TEXTE FOURNI:
+ + + + +

Vu la procédure suivante :
Procédure contentieuse antérieure :
La société immobilière de Lomme Mont-à-camp a demandé au tribunal administratif de Lille d'annuler la délibération du 12 décembre 2019 par laquelle le conseil de la métropole européenne de Lille a approuvé son plan local d'urbanisme intercommunal ainsi que la décision implicite ayant rejeté son recours gracieux.
Par un jugement n° 2006672 du 28 février 2022, le tribunal administratif de Lille a rejeté cette demande.
Procédure devant la cour :
Par une requête, enregistrée le 22 avril 2022, et un mémoire, enregistré le 9 décembre 2022, la société immobilière de Lomme Mont-à-Camp, représentée par Me Dominique Guérin, demande à la cour :
1°) d'annuler ce jugement ;
2°) d'annuler la délibération du 12 décembre 2019 du conseil de la métropole européenne de Lille et la décision implicite ayant rejeté son recours gracieux ;
3°) de mettre à la charge de la métropole européenne de Lille la somme de 3 000 euros à lui verser sur le fondement de l'article L. 761-1 du code de justice administrative.
Elle soutient que :
- le jugement est irrégulier car le tribunal administratif n'a pas répondu au moyen tiré de ce que le reste du terrain, non affecté par l'emplacement réservé, sera enclavé ;
- l'information donnée aux conseillers communautaires n'était pas suffisante ;
- il n'est pas établi que les conseillers communautaires aient accepté de recevoir l'information sur les questions inscrites à l'ordre du jour par voie dématérialisée ;
- la note de synthèse ne comprenait aucune information sur les emplacements réservés et en particulier sur l'emplacement réservé litigieux ;
- le plan local d'urbanisme ne fixe pas les caractéristiques précises de l'emplacement réservé litigieux ;
- le classement d'une partie de la parcelle BO 58 est entaché d'erreur manifeste d'appréciation.
Par des mémoires en défense, enregistrés les 28 octobre 2022 et 1er mars 2023, la métropole européenne de Lille, représentée par Me Thibault Soleilhac, conclut à titre principal au rejet de la requête, à titre subsidiaire à ce que l'annulation de la délibération du 12 décembre 2019 soit limitée à la seule extension de l'emplacement réservé S2 sur la parcelle cadastrée n° BO 58 sur le territoire de la commune de La Madeleine et enfin à la mise à la charge de la société immobilière de Lomme Mont-à-Camp de la somme de 1 500 euros sur le fondement de l'article L. 761-1 du code de justice administrative.
Elle soutient que les moyens de la requête ne sont pas fondés.
Par une ordonnance du 20 avril 2023, la clôture d'instruction a été prononcée avec effet immédiat en application des article R. 611-11-1 et R. 613-1 du code de justice administrative.
Vu les autres pièces du dossier.
Vu :
- le code général des collectivités territoriales ;
- le code de l'urbanisme ;
- le code de justice administrative.
Les parties ont été régulièrement averties du jour de l'audience.

+ + + + +

EXERCICE PROPOSÉ A: Dans le texte, quelle somme la société immobilière de Lomme Mont-à-Camp demande-t-elle de mettre à la charge de la métropole européenne de Lille ?
Les entrées qui suivent n'ont aucun lien avec le texte.

+ + + + +

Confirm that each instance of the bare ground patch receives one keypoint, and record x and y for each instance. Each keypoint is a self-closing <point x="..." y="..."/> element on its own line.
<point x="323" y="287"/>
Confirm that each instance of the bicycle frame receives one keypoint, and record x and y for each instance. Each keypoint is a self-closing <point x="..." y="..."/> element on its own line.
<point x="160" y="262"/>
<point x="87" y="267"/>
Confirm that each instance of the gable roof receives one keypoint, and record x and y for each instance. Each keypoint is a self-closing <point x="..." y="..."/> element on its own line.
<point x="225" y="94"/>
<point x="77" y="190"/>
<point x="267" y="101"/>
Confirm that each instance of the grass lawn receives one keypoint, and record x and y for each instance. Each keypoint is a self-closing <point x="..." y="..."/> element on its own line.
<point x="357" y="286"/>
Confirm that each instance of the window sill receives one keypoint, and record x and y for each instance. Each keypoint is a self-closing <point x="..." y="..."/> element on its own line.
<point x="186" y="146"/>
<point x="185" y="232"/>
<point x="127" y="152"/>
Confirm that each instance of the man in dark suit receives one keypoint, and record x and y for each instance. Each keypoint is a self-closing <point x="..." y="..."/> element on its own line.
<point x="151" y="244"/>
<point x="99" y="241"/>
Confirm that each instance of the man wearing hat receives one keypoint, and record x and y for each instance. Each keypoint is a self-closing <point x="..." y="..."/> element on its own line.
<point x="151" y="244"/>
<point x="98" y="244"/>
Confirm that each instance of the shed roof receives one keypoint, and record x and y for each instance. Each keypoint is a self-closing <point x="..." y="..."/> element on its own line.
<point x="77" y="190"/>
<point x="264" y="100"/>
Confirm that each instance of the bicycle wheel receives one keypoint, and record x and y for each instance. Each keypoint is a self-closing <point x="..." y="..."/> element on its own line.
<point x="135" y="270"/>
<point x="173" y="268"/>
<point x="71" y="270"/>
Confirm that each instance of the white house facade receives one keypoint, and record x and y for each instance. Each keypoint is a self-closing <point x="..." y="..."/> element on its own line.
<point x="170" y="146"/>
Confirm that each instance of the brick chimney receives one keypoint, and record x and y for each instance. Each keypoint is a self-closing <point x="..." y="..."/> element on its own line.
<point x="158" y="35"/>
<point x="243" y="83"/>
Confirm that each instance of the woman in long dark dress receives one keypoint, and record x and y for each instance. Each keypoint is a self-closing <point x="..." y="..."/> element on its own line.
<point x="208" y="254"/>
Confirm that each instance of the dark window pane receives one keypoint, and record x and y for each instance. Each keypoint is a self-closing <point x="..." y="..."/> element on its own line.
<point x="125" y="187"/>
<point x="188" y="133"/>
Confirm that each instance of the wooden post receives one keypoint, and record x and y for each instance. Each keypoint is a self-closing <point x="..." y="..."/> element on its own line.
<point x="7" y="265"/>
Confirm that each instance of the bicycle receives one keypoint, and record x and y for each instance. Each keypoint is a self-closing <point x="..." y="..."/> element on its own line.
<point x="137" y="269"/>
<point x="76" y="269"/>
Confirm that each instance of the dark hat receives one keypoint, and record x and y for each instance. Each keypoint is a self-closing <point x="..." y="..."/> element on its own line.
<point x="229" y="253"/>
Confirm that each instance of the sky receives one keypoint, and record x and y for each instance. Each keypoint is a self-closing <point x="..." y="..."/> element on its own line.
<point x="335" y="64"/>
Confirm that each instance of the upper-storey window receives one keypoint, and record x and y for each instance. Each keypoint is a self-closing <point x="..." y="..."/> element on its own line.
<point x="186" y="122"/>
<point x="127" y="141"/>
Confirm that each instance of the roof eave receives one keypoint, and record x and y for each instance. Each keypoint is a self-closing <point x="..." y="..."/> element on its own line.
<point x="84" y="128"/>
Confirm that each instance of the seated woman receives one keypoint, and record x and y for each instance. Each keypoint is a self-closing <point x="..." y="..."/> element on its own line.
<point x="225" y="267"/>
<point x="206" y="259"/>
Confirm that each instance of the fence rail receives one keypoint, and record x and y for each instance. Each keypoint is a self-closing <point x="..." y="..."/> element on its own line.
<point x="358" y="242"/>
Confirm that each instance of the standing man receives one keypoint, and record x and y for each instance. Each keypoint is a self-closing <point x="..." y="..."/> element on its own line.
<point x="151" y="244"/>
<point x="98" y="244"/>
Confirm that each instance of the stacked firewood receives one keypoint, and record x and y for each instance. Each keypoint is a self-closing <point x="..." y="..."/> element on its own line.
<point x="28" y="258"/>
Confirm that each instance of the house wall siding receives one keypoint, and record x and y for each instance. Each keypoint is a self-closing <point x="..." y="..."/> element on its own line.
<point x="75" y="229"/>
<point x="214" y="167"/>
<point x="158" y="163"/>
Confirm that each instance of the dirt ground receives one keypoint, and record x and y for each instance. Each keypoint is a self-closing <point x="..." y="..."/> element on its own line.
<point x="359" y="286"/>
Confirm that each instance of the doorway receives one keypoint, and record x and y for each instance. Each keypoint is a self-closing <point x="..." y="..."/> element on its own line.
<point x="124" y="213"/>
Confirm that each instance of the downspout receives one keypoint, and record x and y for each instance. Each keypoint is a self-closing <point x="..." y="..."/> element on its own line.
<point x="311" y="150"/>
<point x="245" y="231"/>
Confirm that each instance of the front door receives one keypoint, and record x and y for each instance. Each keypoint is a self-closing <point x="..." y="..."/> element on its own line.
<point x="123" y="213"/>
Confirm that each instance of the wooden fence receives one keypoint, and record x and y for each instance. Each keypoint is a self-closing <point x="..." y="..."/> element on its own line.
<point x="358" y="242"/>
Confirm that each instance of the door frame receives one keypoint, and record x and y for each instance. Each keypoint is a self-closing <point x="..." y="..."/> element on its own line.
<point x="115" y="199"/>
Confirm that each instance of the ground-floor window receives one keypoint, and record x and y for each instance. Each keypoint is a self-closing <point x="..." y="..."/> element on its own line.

+ + + + +

EXERCICE PROPOSÉ B: Recopiez à l'identique, dans les entrées, tout ce qui va de la ligne contenant « Confirm that each instance of the dirt » jusqu'à la fin des entrées.

RÉPONSE FINALE A: La somme de 3 000 euros.

RÉPONSE FINALE B:
Confirm that each instance of the dirt ground receives one keypoint, and record x and y for each instance. Each keypoint is a self-closing <point x="..." y="..."/> element on its own line.
<point x="359" y="286"/>
Confirm that each instance of the doorway receives one keypoint, and record x and y for each instance. Each keypoint is a self-closing <point x="..." y="..."/> element on its own line.
<point x="124" y="213"/>
Confirm that each instance of the downspout receives one keypoint, and record x and y for each instance. Each keypoint is a self-closing <point x="..." y="..."/> element on its own line.
<point x="311" y="150"/>
<point x="245" y="231"/>
Confirm that each instance of the front door receives one keypoint, and record x and y for each instance. Each keypoint is a self-closing <point x="..." y="..."/> element on its own line.
<point x="123" y="213"/>
Confirm that each instance of the wooden fence receives one keypoint, and record x and y for each instance. Each keypoint is a self-closing <point x="..." y="..."/> element on its own line.
<point x="358" y="242"/>
Confirm that each instance of the door frame receives one keypoint, and record x and y for each instance. Each keypoint is a self-closing <point x="..." y="..."/> element on its own line.
<point x="115" y="199"/>
Confirm that each instance of the ground-floor window receives one keypoint, and record x and y for each instance. Each keypoint is a self-closing <point x="..." y="..."/> element on its own line.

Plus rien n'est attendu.